Mutual authentication between Cell services

This page contains information related to upcoming products, features, and functionality. It is important to note that the information presented is for informational purposes only. Please do not rely on this information for purchasing or planning purposes. The development, release, and timing of any products, features, or functionality may be subject to change or delay and remain at the sole discretion of GitLab Inc.

Status	Authors	Coach	DRIs	Owning Stage	Created
proposed	`daveyleach` `tkhandelwal3`	`sxuereb`	`andrewn` `glopezfernandez` `daveyleach` `tkhandelwal3`	devops tenant scale	2024-07-01

Pre-Reads

Internal TLS

Summary

We require that all communication between Cell services is secure and both parties identities are verified.

Goals

Ensure that all communication between Cell services is encrypted, uniquely identified, authenticated, and authorized on both sides.
Leverage the existing PKI Interface that is used for Internal TLS.
Provide a clear implementation path for both server and client services.
Enable secure service-to-service authentication without introducing unnecessary complexity.
Support Authorization based on mTLS certificates where appropriate.

Your tasks:
A: Answer these questions from the mutual authentication design page:
(i) What status is listed for the proposal?
(ii) Which owning stage is named?
(iii) Which existing interface does the page aim to reuse?
B: For each statement, say whether the mutual authentication design page agrees, and quote the words that decide it:
(i) Readers may use the page's information for purchasing decisions.
(ii) Authorization based on mTLS certificates is to be supported in every case.
(iii) One goal is a clear implementation path for both server and client services.
C: Continue writing the mutual authentication design page after its last line.
These entries were drawn from a different source.

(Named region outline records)

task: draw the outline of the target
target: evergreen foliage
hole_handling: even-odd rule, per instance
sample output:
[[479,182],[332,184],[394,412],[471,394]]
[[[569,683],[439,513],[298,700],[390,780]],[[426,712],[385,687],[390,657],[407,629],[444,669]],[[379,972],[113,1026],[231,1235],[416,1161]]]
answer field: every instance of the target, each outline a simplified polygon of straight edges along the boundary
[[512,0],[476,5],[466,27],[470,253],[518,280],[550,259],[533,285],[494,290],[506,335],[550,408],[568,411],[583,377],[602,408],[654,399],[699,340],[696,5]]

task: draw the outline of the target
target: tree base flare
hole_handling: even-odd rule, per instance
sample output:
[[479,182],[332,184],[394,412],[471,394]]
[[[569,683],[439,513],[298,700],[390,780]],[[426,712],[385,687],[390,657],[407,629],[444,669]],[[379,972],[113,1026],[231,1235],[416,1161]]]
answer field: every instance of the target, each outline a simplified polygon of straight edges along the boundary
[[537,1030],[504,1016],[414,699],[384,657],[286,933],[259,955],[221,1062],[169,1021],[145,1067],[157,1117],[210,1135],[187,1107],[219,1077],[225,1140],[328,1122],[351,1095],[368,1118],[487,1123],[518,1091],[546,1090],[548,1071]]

* * *

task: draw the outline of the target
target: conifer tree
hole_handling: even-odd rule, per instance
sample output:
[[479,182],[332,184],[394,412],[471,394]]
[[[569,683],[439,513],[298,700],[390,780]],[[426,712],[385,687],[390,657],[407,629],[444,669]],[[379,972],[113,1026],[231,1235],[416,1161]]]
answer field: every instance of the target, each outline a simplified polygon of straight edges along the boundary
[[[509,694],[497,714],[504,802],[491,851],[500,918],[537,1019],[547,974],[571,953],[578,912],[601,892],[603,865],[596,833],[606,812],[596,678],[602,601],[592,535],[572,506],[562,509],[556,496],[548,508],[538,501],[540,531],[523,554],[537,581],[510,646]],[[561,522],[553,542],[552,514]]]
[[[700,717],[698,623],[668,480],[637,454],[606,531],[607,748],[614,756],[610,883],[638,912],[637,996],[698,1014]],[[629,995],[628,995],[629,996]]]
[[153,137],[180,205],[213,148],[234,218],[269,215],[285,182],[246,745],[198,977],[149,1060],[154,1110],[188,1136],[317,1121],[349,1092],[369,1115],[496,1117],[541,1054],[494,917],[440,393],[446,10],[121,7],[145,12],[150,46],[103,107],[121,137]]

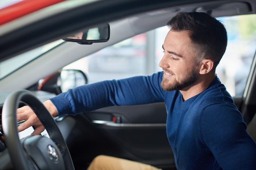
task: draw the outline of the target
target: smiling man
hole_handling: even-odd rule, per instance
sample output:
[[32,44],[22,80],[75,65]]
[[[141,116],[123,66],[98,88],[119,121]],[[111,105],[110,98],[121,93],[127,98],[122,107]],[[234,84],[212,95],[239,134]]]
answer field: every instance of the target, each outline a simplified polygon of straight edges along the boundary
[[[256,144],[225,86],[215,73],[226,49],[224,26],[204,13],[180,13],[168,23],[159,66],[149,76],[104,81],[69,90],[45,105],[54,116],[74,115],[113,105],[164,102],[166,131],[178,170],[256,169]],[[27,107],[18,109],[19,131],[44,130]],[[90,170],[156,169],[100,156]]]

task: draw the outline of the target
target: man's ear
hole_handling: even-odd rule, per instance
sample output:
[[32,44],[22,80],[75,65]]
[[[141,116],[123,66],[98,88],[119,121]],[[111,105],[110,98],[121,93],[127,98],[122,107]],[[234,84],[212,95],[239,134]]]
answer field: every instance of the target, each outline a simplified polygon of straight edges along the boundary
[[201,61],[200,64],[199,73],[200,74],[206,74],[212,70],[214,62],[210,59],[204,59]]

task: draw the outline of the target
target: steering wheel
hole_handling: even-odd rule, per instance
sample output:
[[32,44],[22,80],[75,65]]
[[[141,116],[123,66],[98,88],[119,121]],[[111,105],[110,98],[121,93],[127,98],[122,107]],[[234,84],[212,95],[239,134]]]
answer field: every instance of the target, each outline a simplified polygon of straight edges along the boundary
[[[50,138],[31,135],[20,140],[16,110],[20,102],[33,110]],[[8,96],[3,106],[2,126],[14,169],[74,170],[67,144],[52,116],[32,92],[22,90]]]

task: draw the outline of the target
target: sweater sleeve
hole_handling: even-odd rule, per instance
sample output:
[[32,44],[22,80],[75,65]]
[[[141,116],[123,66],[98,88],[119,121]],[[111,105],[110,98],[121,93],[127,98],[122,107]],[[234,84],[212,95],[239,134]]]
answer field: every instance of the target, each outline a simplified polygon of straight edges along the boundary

* * *

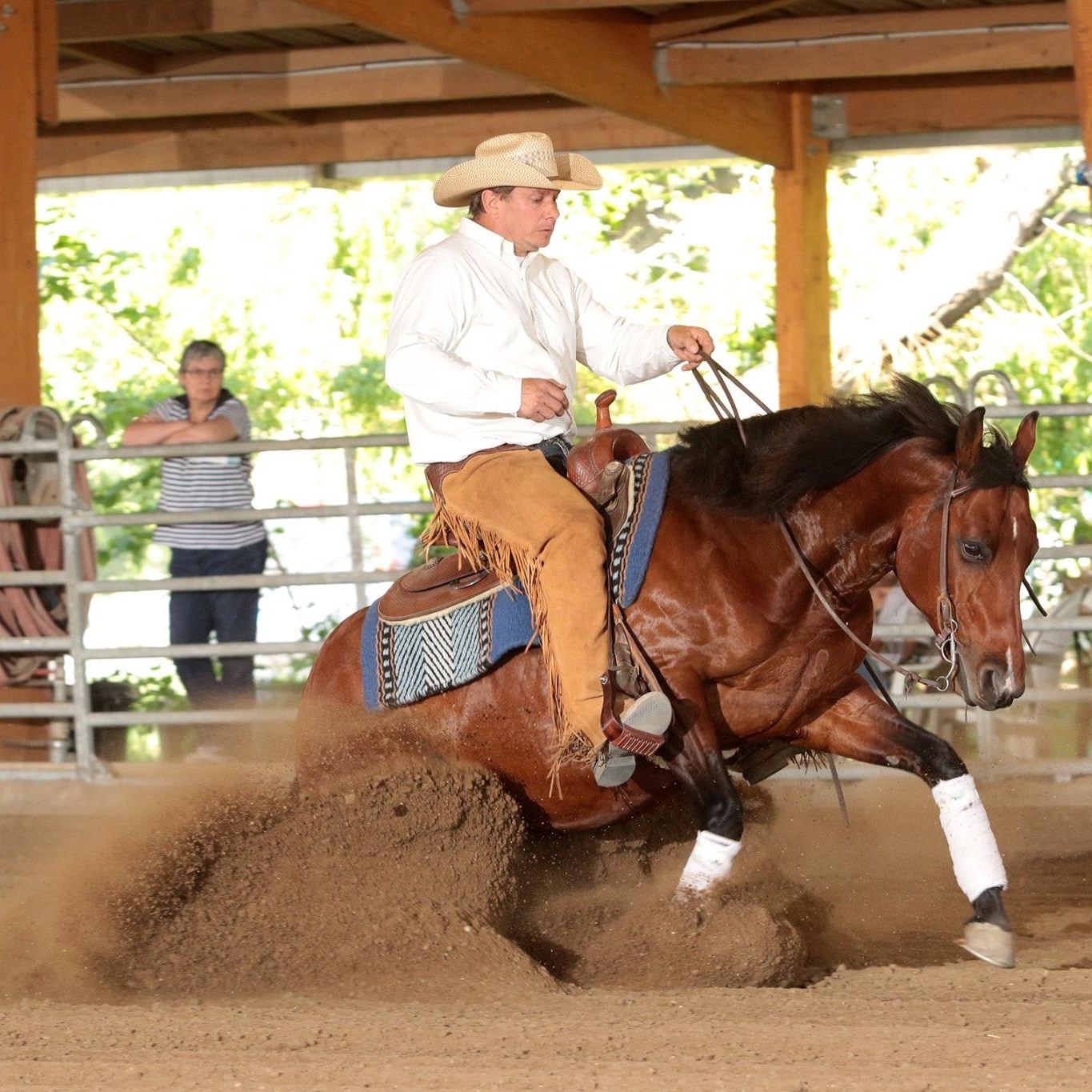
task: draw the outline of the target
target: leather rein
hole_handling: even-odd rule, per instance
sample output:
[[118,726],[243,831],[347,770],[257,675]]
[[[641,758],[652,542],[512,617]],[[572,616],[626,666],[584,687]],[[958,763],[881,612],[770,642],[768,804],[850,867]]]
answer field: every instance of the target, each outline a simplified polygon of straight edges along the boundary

Answer list:
A:
(i) Proposed.
(ii) devops tenant scale.
(iii) The existing PKI Interface that is used for Internal TLS.

B:
(i) No: "Please do not rely on this information for purchasing or planning purposes."
(ii) No: "Support Authorization based on mTLS certificates where appropriate."
(iii) Yes: "Provide a clear implementation path for both server and client services."

C:
Scope

This document focuses specifically on implementing mutual TLS (mTLS) for Authentication and Authorization between Cell and its services.

Out of Scope

Implementation of a service mesh (e.g., Istio) for encrypting traffic via mTLS is out of scope for the following reasons:
- We already leverage TLS inside a cell using Internal TLS, so extending this existing blueprint to support external services is more consistent with our architecture.
- While service mesh provides a transparent way for application developers to implement mTLS with external services, this approach introduces significant security risks when used as your sole authorization mechanism without additional application-level controls (such as JWTs). If a vulnerability exists, attackers could exploit it to use the client as a proxy to send unauthorized requests to the mTLS server. The fundamental issue is that service meshes authorize communications based solely on service identity rather than validating the legitimacy of individual requests within those services, making it inadequate as a complete authorization solution in the absence of request-level validation mechanisms.
While TLS is used to secure communications between CDNs/load balancers and their backends, as well as between internal services, this scope explicitly excludes:
- Communication from external clients to GitLab services.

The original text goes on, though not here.